◆ Passage given ◆
%%
Thursday, June 13, 2013

Greystone Works Around Lock-out And Provides $5.2 Million To Refinance Georgia Multifamily Property


Savannah Summit Apartments, Savannah, GA


New York, NY –- Greystone, a leading national provider of multifamily and healthcare mortgage loans, announced that it has restructured a 40-year bond deal to provide a $5.2 million FHA loan to refinance Savannah Summit Apartments, a multifamily property located in Savannah, Georgia.

Betsy Vartanian
Jonathan Rosenberg, an FHA originator with expertise in tax-exempt bonds in Greystone’s multifamily lending group, structured the transaction.

 Originally financed in 2003 as a GNMA collateralized bond-deal, Greystone was able to obtain the necessary approvals to structure financing around the lock, permitting the borrower to refinance the underlying debt now, taking advantage of the unprecedented interest rate environment, well in advance of the date in which it would have been eligible for refinancing due to the lockout.
%%
◆ Set of tasks ◆
1/ According to the Greystone press release, what kind of bond deal did Greystone restructure?
2/ In the Greystone press release, change "leading" to "major" and write out the stretch from "Thursday, June 13, 2013" through "in Savannah, Georgia.".
Rely solely on the Greystone press release.

◆ Provided data ◆
%%
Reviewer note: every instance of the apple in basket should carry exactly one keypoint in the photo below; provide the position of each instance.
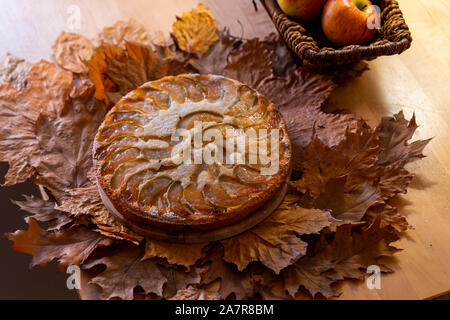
(347, 22)
(304, 10)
%%
◆ Answers to the exercise ◆
1/ A 40-year bond deal.

2/
Thursday, June 13, 2013

Greystone Works Around Lock-out And Provides $5.2 Million To Refinance Georgia Multifamily Property


Savannah Summit Apartments, Savannah, GA


New York, NY –- Greystone, a major national provider of multifamily and healthcare mortgage loans, announced that it has restructured a 40-year bond deal to provide a $5.2 million FHA loan to refinance Savannah Summit Apartments, a multifamily property located in Savannah, Georgia.